- Instrução 1
Cita do texto sobre o tráfico de pessoas o trecho que começa nas palavras "O desfecho dos" e termina depois de "portugueses e estrangeiros.".

- Excerto do texto

+===+

O desfecho dos processos judiciais pode vir a ser outro – foram interpostos recursos, susceptíveis de confirmar ou não as condenações em primeira instância. Mas desde já, as decisões dos tribunais em 2014 mostram que o número de pessoas condenadas pelo tráfico de pessoas mais do que duplicou em Portugal. A sentença aplicada, na maioria dos casos, continuou a ser a pena suspensa. A prisão efectiva foi apenas decretada a uma minoria dos traficantes condenados – portugueses e estrangeiros.

"O sistema judicial começou a apropriar-se do crime de tráfico de seres humanos e começaram a existir mais condenações”, diz Manuel Albano, relator nacional para o tráfico de seres humanos da Comissão para a Cidadania e Igualdade de Género (CIG) da presidência do Conselho de Ministros. “Significa que há uma maior consciencialização para este fenómeno de todos os agentes envolvidos no seu combate, o sistema judicial, as polícias, as organizações da sociedade civil, os departamentos do Estado [em ministérios].” No sistema judicial, os magistrados têm recebido muita formação sobre o tema, indica Manuel Albano.

O crime de tráfico de pessoas só foi autonomizado na revisão do Código Penal de 2007, quando também passou a incluir o tráfico não apenas para fins de exploração sexual, mas também laboral. Sendo punido com penas entre os três e os 10 anos de prisão, admite a aplicação de prisão preventiva como medida de coacção.

Quatro processos, envolvendo dezenas de agentes ou suspeitos, foram julgados em 2014: resultaram em 22 condenações pelo crime de tráfico de pessoas e 16 condenações pelo crime de escravidão ou trabalho forçado, de acordo com dados fornecidos pela Procuradoria-Geral da República sobre as decisões em primeira instância. No total, 38 pessoas foram condenadas por crimes relacionados com o fenómeno da exploração laboral ou sexual, que podem ou não ver o crime confirmado por um tribunal superior. Nos 16 casos de crime de escravidão, punido com penas de prisão de mais de cinco anos (até 15 anos), todas as sentenças resultaram em penas de prisão efectiva. Já no caso dos 22 condenados por tráfico de pessoas, 18 viram serem-lhes decretadas penas de prisão com execução suspensa.

Ou seja: um número muito superior ao de 2013, quando nove pessoas foram condenadas por tráfico de pessoas, e de 2012, quando 10 traficantes foram considerados culpados, por um tribunal de primeira instância. Nesses 19 casos, segundo os dados da Direcção-Geral de Política da Justiça (DGPJ), apenas oito foram condenados a prisão efectiva.

Apesar de haver muito mais condenações em 2014, apenas quatro homens e mulheres (um português e três estrangeiros) constam nas estatísticas dos Serviços Prisionais, como estando a cumprir pena de prisão por esse crime, a 31 de Dezembro. No ano anterior, estavam cinco (quatro estrangeiros e um português).

Sem documentos e com dívidas
Num dos casos julgados em 2014, envolvendo cinco arguidos em Beja, as vítimas eram recrutadas na Roménia, sob promessa de trabalho, e controladas, com ameaças directas ou a familiares; trabalhavam para saldar dívidas contraídas para pagar a viagem; os traficantes, estrangeiros, foram condenados a penas suspensas de menos de cinco anos.

+===+

- Instrução 2
Filtra as entradas e copia todas as linhas que contêm a palavra "glowing". As maiúsculas e minúsculas contam.

+===+

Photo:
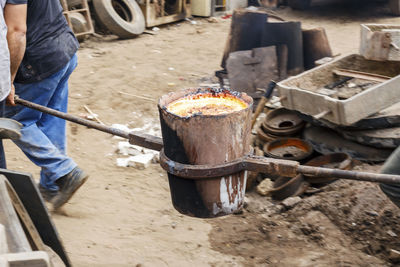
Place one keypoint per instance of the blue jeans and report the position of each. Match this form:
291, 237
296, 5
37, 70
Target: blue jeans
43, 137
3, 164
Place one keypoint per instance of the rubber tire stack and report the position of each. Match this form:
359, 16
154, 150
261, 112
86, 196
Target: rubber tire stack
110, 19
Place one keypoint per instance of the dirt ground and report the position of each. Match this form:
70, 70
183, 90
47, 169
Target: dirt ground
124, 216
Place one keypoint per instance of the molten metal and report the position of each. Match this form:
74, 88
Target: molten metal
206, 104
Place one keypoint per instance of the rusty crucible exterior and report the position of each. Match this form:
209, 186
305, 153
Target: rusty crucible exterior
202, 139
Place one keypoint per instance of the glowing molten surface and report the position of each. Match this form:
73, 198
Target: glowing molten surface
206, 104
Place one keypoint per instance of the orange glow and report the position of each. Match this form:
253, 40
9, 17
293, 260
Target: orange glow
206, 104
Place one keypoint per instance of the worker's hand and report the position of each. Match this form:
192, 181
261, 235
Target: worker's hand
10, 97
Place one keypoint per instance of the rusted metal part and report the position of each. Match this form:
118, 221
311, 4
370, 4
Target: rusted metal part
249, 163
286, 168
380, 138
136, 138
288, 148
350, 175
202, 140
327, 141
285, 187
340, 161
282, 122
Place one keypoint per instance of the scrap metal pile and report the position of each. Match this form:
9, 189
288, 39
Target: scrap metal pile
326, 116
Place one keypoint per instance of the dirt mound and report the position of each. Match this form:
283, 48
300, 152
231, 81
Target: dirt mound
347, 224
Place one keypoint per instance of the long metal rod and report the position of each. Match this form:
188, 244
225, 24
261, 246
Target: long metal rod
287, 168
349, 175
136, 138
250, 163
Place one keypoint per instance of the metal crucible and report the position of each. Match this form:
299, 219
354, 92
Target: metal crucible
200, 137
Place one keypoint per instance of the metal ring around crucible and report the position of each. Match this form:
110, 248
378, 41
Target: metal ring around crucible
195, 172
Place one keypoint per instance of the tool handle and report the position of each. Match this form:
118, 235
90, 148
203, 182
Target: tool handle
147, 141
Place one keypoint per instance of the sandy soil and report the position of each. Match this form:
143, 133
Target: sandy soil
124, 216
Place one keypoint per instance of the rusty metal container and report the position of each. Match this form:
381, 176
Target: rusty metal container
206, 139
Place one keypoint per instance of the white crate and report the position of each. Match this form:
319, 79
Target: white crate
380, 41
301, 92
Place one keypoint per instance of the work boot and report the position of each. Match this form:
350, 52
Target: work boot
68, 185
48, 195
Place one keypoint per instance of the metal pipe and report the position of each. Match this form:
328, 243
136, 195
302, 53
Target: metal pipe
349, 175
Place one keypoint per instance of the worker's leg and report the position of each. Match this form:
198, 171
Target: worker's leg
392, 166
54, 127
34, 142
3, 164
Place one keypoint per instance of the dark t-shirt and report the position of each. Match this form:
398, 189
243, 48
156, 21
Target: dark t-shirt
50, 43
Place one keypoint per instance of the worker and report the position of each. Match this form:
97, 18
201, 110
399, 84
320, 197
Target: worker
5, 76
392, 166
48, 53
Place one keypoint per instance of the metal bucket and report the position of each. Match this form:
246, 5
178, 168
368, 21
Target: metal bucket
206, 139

+===+

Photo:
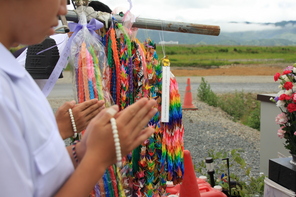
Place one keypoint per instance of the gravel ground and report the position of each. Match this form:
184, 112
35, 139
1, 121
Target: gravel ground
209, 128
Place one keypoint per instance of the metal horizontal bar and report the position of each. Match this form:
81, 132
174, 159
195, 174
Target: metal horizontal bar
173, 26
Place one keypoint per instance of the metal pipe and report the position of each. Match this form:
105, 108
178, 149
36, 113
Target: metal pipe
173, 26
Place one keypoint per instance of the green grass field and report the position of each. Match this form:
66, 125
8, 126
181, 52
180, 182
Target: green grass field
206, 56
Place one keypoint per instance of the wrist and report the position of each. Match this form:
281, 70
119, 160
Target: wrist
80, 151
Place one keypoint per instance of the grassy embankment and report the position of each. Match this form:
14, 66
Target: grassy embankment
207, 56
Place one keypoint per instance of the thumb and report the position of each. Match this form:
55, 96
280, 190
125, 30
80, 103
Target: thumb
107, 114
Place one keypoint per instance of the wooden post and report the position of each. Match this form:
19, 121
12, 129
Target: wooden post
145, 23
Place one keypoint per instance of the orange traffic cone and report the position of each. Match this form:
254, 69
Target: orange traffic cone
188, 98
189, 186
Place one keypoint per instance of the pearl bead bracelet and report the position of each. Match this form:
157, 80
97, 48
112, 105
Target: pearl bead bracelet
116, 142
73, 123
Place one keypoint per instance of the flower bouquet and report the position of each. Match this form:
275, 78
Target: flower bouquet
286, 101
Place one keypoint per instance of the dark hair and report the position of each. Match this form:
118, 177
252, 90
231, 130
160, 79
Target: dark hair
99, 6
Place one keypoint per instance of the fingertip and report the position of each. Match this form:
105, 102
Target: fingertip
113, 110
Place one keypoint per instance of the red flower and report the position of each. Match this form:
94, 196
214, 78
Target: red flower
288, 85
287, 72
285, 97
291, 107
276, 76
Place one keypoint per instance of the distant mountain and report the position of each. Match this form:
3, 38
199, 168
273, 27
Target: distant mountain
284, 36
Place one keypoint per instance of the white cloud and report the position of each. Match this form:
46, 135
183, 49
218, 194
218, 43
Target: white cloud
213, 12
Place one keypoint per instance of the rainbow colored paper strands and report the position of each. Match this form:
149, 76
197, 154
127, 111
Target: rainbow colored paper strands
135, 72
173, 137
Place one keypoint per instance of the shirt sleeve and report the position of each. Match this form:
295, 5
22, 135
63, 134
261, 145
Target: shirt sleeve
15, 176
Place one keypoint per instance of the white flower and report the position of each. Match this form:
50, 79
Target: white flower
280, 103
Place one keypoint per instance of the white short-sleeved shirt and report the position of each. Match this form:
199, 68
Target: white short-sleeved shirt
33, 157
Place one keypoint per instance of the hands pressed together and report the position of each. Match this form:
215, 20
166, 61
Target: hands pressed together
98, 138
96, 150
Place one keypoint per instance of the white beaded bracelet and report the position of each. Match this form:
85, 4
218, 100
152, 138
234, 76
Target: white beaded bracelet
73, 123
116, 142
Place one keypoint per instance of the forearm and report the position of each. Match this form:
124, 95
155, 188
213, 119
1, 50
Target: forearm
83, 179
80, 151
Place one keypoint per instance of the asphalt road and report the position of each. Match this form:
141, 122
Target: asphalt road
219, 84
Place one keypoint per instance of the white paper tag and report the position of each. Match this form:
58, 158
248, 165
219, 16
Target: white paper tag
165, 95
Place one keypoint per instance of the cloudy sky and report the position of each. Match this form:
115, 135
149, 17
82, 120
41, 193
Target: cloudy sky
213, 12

+===+

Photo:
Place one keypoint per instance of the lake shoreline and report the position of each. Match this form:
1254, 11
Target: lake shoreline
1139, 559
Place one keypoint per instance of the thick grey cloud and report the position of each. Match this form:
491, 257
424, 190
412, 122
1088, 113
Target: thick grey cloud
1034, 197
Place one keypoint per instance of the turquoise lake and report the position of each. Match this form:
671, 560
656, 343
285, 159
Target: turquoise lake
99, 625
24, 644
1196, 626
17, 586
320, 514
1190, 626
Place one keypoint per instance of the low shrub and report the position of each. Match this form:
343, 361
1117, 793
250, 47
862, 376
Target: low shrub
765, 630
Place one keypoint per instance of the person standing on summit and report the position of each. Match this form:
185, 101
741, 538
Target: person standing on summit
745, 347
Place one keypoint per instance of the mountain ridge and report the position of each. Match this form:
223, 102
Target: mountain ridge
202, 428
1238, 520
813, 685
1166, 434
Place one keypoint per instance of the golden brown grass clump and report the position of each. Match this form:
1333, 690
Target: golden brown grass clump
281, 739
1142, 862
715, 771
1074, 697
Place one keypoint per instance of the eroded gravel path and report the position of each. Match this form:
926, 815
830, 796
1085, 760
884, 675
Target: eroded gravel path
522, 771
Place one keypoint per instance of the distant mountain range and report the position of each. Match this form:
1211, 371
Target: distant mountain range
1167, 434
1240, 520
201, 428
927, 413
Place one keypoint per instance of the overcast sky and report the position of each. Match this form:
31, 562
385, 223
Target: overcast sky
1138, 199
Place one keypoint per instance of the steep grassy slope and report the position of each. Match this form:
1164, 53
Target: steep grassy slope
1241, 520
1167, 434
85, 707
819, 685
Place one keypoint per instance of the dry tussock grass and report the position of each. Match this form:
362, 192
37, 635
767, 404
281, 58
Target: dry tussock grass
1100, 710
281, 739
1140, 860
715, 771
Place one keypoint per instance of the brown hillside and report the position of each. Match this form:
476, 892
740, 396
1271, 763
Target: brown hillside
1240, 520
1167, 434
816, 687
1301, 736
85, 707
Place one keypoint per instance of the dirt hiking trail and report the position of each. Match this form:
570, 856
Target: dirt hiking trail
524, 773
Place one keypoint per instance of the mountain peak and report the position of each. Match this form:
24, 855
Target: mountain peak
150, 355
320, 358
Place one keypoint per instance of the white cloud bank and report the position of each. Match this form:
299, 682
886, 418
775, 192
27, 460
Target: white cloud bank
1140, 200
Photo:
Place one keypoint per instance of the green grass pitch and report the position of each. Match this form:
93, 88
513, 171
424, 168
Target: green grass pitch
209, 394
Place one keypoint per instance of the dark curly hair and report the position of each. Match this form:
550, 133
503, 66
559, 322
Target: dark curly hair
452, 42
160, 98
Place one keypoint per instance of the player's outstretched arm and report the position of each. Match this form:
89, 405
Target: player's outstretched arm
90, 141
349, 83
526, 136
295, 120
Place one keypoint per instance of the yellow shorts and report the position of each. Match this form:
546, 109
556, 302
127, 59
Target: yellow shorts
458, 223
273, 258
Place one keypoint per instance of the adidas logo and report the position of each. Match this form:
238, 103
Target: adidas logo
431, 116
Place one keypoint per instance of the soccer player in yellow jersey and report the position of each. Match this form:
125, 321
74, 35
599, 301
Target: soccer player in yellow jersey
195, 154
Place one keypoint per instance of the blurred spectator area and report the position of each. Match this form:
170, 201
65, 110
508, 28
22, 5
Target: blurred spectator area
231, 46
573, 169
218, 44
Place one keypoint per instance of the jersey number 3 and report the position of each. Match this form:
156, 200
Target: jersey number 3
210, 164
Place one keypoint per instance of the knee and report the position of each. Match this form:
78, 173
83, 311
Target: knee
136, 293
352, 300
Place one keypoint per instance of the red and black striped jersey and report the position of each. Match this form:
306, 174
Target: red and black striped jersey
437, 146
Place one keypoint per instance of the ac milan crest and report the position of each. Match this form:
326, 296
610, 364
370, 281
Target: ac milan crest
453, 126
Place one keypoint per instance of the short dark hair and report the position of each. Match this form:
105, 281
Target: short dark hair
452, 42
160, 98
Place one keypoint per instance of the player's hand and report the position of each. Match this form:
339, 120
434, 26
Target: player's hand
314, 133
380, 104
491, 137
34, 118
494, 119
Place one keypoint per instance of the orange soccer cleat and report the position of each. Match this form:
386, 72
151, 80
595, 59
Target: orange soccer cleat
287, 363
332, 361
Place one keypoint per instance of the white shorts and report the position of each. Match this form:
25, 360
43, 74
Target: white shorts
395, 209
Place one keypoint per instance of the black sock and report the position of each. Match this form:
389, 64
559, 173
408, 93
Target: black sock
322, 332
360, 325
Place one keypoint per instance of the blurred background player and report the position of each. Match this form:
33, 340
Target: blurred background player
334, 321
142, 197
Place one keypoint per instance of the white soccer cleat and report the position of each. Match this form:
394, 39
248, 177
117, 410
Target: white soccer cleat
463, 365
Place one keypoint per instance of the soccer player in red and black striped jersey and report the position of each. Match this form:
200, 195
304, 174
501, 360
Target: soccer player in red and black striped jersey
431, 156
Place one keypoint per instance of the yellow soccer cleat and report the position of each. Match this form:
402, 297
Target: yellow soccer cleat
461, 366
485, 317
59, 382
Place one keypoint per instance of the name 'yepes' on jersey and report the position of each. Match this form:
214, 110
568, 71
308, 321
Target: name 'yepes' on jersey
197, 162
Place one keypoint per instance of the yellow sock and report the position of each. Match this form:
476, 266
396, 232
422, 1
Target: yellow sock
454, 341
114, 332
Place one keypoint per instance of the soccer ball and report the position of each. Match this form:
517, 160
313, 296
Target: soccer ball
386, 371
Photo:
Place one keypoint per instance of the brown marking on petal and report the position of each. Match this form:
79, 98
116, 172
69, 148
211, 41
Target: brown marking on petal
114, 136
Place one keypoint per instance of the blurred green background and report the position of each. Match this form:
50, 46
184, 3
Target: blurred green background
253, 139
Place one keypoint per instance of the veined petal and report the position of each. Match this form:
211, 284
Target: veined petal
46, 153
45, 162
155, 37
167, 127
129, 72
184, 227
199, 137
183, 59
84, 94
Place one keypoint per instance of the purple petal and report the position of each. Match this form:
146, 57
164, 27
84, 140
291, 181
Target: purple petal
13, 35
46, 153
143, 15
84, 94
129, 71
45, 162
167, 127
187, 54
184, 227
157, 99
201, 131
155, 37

+===+

- Resposta 1
O desfecho dos processos judiciais pode vir a ser outro – foram interpostos recursos, susceptíveis de confirmar ou não as condenações em primeira instância. Mas desde já, as decisões dos tribunais em 2014 mostram que o número de pessoas condenadas pelo tráfico de pessoas mais do que duplicou em Portugal. A sentença aplicada, na maioria dos casos, continuou a ser a pena suspensa. A prisão efectiva foi apenas decretada a uma minoria dos traficantes condenados – portugueses e estrangeiros.

- Resposta 2
Place one keypoint per instance of the glowing molten surface and report the position of each. Match this form:
Target: glowing molten surface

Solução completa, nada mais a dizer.